The vibrational partition function from from bond orders and populations (QBOP) program is a computational chemistry algorithm that computes vibrational partition functions along with the thermal effects computed using the ideal gas rigid-rotor harmonic oscillator approximations. These methods require Hartree-Fock orbital populations and bond orders from approximate quantum chemistry methods. Moreover, these methods do not require Hessians or higher-order derivatives.

Installation

git clone https://github.com/keithgroup/qbop-qc
cd qbop-qc
pip install .

Preparing QBOP Input Files

Currently, we have developed QBOP-1 models, and each of these models require output from the MinPop algorithm. Below is an example of how to do this in Gaussian 16 for each model.

  1. Optimize your molecular structure using your preferred level of theory (e.g., B3LYP/CBSB7 and B3LYP/cc-pVTZ+1d).

**STORED DATA**:

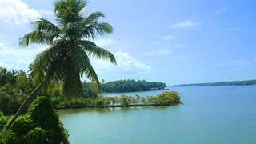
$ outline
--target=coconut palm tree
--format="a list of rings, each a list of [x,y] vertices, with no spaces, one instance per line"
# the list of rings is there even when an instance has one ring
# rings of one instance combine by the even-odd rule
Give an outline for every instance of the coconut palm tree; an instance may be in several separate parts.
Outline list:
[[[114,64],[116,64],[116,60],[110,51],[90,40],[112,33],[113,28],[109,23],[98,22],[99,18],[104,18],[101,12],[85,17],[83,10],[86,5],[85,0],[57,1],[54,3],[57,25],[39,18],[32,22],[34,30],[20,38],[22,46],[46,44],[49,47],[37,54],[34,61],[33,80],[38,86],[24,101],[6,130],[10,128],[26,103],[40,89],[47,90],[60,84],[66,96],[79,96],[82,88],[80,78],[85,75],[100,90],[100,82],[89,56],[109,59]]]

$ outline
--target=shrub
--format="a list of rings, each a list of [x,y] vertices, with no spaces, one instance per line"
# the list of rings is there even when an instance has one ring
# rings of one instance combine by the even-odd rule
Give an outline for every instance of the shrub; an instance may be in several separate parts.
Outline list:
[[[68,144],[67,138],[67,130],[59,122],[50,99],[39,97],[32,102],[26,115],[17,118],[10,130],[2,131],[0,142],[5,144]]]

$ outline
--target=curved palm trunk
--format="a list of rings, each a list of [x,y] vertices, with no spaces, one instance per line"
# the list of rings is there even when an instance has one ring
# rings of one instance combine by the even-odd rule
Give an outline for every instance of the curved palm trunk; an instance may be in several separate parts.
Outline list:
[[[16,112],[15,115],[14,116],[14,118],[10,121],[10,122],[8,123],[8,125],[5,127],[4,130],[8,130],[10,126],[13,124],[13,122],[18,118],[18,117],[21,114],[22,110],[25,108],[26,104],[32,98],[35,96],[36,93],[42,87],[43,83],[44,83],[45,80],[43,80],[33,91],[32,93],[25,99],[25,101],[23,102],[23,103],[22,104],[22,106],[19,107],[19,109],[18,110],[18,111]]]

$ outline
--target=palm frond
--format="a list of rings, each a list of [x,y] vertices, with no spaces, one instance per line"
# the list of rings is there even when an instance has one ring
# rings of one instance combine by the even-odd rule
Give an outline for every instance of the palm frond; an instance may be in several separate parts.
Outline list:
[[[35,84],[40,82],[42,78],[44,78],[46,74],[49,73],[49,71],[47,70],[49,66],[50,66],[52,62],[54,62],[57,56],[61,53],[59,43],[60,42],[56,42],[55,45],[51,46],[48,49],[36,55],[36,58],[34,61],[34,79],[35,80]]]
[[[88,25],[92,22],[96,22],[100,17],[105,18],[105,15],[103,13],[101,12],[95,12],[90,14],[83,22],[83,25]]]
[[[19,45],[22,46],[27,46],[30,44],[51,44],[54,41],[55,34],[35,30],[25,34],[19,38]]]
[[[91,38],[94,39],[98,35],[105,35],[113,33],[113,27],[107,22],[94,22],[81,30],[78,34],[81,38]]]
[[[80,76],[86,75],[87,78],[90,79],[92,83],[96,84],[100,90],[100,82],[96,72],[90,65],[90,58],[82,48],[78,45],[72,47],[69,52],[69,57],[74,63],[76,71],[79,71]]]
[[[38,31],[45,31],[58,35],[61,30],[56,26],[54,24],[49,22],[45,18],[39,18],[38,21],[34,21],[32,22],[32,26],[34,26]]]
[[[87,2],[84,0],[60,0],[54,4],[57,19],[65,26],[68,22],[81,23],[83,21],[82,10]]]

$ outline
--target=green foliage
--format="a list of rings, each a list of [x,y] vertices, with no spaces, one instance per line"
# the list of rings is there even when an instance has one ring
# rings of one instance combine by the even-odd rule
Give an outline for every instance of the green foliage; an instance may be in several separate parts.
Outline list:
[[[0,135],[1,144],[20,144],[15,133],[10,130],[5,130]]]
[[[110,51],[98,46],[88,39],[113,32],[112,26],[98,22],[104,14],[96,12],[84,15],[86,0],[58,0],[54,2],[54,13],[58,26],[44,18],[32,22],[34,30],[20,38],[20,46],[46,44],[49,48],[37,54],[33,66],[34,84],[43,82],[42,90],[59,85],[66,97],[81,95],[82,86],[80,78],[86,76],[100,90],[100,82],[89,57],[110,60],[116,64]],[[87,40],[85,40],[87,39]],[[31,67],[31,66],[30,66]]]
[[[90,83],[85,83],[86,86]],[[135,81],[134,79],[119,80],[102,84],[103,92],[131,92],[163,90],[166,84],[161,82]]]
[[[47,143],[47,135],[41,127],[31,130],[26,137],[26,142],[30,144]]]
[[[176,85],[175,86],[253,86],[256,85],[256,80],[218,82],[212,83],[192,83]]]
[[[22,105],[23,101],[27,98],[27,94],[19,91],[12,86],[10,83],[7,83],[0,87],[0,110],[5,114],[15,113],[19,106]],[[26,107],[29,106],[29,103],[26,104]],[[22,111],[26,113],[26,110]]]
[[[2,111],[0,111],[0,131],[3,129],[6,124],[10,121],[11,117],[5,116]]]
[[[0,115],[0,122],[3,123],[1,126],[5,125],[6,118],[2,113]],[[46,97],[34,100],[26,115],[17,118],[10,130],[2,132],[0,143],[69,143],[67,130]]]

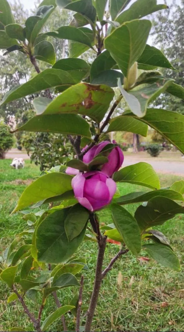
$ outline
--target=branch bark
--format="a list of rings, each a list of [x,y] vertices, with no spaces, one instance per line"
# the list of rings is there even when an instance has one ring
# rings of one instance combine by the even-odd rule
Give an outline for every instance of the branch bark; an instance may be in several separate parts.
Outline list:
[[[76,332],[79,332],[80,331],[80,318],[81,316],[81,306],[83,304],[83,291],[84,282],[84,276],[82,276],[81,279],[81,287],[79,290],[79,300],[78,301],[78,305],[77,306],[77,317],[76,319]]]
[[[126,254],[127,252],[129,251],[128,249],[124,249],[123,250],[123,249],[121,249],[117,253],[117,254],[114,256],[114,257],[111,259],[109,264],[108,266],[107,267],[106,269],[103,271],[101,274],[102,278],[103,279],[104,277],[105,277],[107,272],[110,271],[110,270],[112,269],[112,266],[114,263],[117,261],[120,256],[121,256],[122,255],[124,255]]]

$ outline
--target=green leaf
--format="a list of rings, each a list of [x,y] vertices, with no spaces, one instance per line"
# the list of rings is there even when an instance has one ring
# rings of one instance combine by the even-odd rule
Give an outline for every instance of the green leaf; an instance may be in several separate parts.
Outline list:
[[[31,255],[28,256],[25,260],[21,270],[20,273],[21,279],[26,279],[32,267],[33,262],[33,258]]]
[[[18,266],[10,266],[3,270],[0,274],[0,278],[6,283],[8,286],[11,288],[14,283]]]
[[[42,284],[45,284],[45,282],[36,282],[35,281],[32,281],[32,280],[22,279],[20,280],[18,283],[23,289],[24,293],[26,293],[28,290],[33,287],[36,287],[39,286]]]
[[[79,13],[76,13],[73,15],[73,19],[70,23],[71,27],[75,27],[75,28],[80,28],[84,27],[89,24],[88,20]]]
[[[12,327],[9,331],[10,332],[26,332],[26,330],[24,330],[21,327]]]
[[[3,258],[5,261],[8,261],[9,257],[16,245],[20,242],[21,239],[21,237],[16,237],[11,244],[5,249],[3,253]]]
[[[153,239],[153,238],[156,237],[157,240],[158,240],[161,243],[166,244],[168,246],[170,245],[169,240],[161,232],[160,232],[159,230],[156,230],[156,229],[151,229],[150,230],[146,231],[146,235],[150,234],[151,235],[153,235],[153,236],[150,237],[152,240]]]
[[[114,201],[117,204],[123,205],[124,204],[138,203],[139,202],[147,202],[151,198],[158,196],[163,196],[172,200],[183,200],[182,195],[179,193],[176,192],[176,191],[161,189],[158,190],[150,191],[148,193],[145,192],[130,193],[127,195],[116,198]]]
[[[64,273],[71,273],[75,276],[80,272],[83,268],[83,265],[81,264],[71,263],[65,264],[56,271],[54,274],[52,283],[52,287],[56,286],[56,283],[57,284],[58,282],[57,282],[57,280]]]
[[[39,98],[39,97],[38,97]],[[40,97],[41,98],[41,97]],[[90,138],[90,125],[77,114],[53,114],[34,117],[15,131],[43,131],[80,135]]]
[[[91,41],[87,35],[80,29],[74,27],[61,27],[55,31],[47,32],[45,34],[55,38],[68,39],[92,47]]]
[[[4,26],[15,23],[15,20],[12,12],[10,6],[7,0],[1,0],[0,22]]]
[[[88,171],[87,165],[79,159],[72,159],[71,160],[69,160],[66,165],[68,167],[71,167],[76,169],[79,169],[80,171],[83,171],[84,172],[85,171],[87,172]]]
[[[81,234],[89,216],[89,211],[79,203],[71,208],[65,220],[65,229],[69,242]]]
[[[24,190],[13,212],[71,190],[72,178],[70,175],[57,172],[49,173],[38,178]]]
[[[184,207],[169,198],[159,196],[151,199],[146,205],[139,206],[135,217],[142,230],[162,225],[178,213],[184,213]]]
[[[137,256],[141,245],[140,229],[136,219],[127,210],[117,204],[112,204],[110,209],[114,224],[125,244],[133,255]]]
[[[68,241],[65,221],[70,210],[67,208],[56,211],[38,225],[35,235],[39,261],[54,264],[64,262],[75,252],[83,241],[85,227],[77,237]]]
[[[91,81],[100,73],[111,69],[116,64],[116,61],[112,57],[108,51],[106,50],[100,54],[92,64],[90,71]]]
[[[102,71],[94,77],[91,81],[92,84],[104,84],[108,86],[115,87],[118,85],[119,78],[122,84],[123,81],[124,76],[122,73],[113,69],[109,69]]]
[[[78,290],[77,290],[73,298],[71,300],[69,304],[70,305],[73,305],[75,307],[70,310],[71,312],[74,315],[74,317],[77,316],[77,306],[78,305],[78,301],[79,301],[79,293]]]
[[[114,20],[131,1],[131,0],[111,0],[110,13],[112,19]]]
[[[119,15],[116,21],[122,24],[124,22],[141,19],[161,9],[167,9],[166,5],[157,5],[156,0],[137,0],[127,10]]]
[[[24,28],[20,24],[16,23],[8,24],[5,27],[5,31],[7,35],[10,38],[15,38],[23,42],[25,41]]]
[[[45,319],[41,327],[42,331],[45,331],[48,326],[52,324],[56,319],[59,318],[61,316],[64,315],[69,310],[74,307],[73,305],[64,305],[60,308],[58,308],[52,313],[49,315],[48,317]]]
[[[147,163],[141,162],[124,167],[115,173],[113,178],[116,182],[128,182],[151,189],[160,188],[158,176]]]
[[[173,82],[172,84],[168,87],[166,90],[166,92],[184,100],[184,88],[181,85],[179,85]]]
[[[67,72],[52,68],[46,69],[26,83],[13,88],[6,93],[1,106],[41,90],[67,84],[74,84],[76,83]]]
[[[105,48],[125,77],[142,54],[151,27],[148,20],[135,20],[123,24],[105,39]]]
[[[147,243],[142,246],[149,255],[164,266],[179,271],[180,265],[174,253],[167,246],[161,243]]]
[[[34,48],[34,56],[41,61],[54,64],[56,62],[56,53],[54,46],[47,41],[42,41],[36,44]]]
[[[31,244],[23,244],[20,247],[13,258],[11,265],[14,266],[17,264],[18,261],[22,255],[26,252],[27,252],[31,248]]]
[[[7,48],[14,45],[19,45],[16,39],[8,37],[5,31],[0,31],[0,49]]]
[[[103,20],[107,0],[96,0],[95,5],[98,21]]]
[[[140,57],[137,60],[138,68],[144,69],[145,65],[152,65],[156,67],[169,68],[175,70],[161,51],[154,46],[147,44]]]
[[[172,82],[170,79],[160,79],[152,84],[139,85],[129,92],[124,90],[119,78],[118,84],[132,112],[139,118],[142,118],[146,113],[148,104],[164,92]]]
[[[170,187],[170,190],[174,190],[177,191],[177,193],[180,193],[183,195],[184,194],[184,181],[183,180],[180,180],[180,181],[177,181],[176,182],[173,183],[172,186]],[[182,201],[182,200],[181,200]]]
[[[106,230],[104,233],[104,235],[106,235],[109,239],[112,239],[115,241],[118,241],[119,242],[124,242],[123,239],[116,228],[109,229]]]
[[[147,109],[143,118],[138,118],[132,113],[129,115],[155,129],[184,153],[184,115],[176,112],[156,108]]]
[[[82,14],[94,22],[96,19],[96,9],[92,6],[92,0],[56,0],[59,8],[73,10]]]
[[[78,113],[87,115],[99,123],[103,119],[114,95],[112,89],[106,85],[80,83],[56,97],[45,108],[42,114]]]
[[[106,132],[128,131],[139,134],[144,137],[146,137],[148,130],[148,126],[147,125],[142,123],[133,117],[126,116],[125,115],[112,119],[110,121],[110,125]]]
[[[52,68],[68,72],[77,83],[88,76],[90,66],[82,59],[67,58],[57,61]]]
...
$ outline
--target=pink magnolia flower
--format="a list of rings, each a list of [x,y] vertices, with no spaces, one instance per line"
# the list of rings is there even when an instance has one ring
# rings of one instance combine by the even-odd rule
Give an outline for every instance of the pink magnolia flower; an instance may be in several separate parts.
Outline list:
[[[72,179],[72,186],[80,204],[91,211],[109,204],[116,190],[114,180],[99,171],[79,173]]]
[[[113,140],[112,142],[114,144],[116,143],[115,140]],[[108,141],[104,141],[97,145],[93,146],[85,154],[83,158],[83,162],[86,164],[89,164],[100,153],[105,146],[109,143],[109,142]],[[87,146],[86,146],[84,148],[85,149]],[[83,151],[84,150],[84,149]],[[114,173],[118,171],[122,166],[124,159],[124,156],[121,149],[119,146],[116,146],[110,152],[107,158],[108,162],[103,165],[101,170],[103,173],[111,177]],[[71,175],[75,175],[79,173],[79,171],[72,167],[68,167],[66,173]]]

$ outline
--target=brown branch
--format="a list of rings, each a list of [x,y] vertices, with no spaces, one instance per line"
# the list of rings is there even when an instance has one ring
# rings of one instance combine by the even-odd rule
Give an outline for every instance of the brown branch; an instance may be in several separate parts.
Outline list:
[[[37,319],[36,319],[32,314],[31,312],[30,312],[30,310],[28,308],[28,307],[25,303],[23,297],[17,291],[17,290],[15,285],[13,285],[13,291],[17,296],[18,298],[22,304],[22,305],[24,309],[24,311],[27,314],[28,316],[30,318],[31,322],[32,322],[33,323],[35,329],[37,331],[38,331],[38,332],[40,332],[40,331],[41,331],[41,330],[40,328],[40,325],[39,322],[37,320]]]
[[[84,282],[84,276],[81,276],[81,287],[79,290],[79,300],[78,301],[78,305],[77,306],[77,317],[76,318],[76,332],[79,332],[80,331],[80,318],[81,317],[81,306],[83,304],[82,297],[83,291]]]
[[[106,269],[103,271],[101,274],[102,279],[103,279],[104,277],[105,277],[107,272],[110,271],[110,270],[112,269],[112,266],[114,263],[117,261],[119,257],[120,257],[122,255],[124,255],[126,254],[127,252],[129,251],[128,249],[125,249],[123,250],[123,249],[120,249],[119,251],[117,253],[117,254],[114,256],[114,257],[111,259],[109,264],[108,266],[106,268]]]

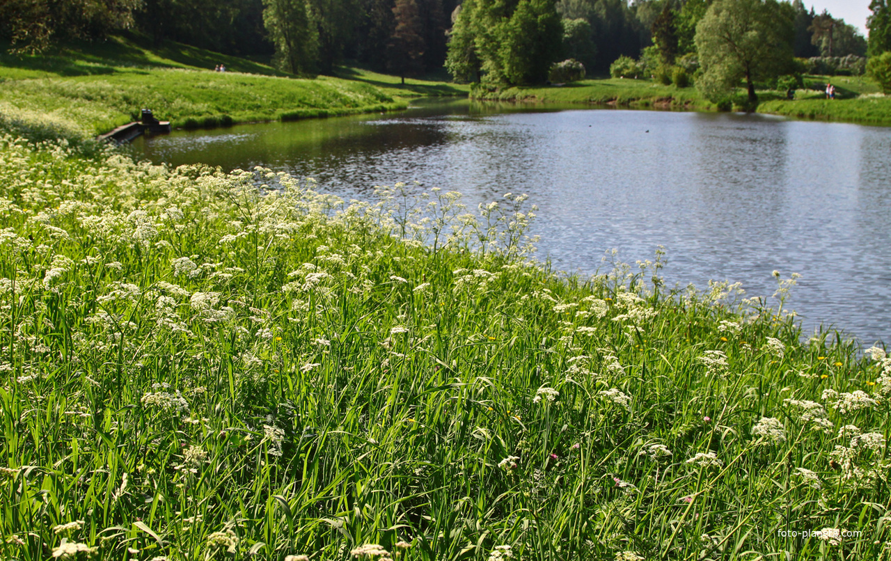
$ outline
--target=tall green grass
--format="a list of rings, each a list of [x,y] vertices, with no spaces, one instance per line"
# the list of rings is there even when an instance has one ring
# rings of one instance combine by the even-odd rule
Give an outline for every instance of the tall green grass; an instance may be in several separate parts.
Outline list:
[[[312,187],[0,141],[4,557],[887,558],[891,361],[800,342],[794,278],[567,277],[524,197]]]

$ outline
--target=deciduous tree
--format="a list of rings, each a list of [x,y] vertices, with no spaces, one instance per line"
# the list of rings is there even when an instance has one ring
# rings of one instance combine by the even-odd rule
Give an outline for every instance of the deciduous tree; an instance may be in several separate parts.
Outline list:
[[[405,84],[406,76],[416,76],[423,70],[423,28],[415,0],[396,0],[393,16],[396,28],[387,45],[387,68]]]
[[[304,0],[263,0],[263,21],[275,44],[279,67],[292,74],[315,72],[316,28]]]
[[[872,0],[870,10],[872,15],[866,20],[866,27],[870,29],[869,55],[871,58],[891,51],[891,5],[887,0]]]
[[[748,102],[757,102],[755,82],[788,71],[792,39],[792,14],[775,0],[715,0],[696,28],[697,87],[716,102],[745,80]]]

**GOAL**: Can you pick up the QBOP setup guide above right after its first numbered step and continue writing it?

**RESULT**:
QBOP-1:
# Opt B3LYP/cc-pVTZ+1d
  1. Run Hartree-Fock or B3LYP on the optimized structure in Gaussian.
QBOP-1:
# SP ROHF/CBSB3 Pop=(Full) IOp(6/27=122,6/12=3)

Usage

To execute qbop1, run this in the command line:

qbop1 -f {name_file} -mult {multiplicity} -T {temperature} -P {pressure} -param_folder {param_folder} --json > {name_file}.bop

where {name_file} is the Hartree-Fock MinPop output (or the atomic symbol of an atom) file, {multiplicity} is the multiplicity, {temperature} is the temperature in K, {pressure} is the pressure in atm, and {param_folder} is the name of the folder containing the QBOP-1 and ZPEBOP-2 parameter folders. Note that both models' parameters are stored in json files under the opt_parameters folders.

Some examples of QBOP-1 output files are found in the examples directory.

Some details of the parsers used in qbop1 source codes.

QBOP-1:
$ qbop1.py -h
usage: qbop1.py [-h] -f F -mult MULT [-type TYPE] [-T T] [-P P] [-param_folder PARAM_FOLDER] [--json]

compute thermal energies using QBOP-1 and the ideal gas rigid-rotor harmonic oscillator method

optional arguments:
  -h, --help            show this help message and exit
  -f F                  name of the Gaussian Hartree-Fock output file or the atom symbol
  -mult MULT            multiplicity (i.e., 2S + 1)
  -type TYPE            is the file a molecule or atom (type: atom) (default: molecule)?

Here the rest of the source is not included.